> Your instructions
The line containing "Wanted = one point per instance of the bare" marks where to begin. Write out that line and every line after it exactly, through the last line below.

> Records supplied
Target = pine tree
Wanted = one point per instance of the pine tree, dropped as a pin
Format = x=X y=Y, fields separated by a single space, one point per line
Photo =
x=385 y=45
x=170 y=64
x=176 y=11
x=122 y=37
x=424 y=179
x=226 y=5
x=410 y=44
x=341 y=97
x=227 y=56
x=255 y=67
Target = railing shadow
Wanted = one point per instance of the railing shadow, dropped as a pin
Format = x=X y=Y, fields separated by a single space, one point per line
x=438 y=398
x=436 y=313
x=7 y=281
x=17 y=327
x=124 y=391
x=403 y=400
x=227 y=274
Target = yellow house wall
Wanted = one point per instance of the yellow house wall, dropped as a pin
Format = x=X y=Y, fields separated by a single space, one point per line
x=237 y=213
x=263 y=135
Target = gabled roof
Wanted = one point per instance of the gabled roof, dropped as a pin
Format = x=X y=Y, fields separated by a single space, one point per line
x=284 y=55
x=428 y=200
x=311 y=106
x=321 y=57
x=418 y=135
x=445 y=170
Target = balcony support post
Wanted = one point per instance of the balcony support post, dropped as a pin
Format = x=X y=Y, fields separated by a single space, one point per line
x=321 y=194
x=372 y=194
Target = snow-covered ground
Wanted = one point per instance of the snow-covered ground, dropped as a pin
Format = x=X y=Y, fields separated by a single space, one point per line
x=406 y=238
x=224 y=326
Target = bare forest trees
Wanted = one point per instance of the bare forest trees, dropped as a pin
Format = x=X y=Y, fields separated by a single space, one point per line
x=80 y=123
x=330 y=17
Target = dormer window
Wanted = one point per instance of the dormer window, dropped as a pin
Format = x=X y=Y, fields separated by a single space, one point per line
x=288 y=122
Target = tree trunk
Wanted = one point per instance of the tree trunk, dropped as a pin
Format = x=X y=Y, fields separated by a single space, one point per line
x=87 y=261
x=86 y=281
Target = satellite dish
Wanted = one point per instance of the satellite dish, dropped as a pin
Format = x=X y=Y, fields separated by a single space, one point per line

> Reply to the task
Wanted = one point per instance of the bare forest trees, dropped as a pin
Format = x=X y=Y, fields separated by a single space, one point per line
x=80 y=123
x=330 y=17
Target = dormer window
Wanted = one point per instance of the dormer window, dropped as a pin
Format = x=X y=Y, fields separated by a single space, one point per line
x=288 y=122
Target = tree trunk
Wanted = one point per instance of the tree trunk, dropped as a pin
Format = x=X y=Y, fields separated by a single space, one point per line
x=87 y=261
x=86 y=281
Target = satellite dish
Wanted = one point per instance of the satellite dish, dropped as a pin
Format = x=X y=Y, fields separated by a single space, one point per line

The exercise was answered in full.